__Data in this exercise__.
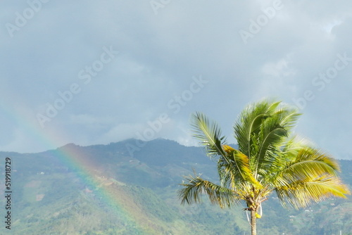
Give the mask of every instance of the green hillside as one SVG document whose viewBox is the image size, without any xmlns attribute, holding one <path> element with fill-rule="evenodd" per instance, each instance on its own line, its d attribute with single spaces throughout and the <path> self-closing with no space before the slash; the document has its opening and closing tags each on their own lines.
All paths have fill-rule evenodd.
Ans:
<svg viewBox="0 0 352 235">
<path fill-rule="evenodd" d="M 216 180 L 215 163 L 201 148 L 172 141 L 130 139 L 108 145 L 68 144 L 11 158 L 11 234 L 249 234 L 246 213 L 202 204 L 180 205 L 182 175 Z M 63 158 L 61 153 L 70 153 Z M 5 161 L 0 161 L 4 169 Z M 352 161 L 341 160 L 341 177 L 352 184 Z M 3 174 L 4 176 L 4 174 Z M 2 195 L 4 177 L 0 179 Z M 1 198 L 4 208 L 5 198 Z M 5 211 L 1 210 L 1 211 Z M 352 198 L 332 198 L 301 210 L 285 209 L 275 195 L 263 203 L 258 234 L 352 234 Z M 6 234 L 5 226 L 1 234 Z"/>
</svg>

__Instructions to follow__. Reproduce every row above word for word, leaving out the pictures.

__Reply to the exercise__.
Give the mask of every instance of the green hillside as one SVG document whose viewBox is the image size, without any xmlns attribute, holding one <path> element with fill-rule="evenodd" per instance, each instance on its own line, its d attribute with single spaces throughout and the <path> self-closing with no space before the slash; the document has its opening and closing tags each on their own lines.
All paths have fill-rule evenodd.
Ans:
<svg viewBox="0 0 352 235">
<path fill-rule="evenodd" d="M 216 180 L 215 163 L 201 148 L 172 141 L 130 139 L 108 145 L 68 144 L 11 158 L 11 234 L 249 234 L 246 213 L 202 204 L 180 205 L 182 175 Z M 63 158 L 61 153 L 70 153 Z M 5 161 L 0 161 L 4 169 Z M 352 161 L 341 160 L 341 177 L 352 184 Z M 3 174 L 4 176 L 4 174 Z M 2 195 L 4 177 L 0 179 Z M 1 198 L 4 208 L 5 198 Z M 5 211 L 1 210 L 1 211 Z M 352 198 L 332 198 L 301 210 L 285 209 L 275 195 L 263 203 L 258 234 L 352 234 Z M 6 234 L 5 226 L 1 234 Z"/>
</svg>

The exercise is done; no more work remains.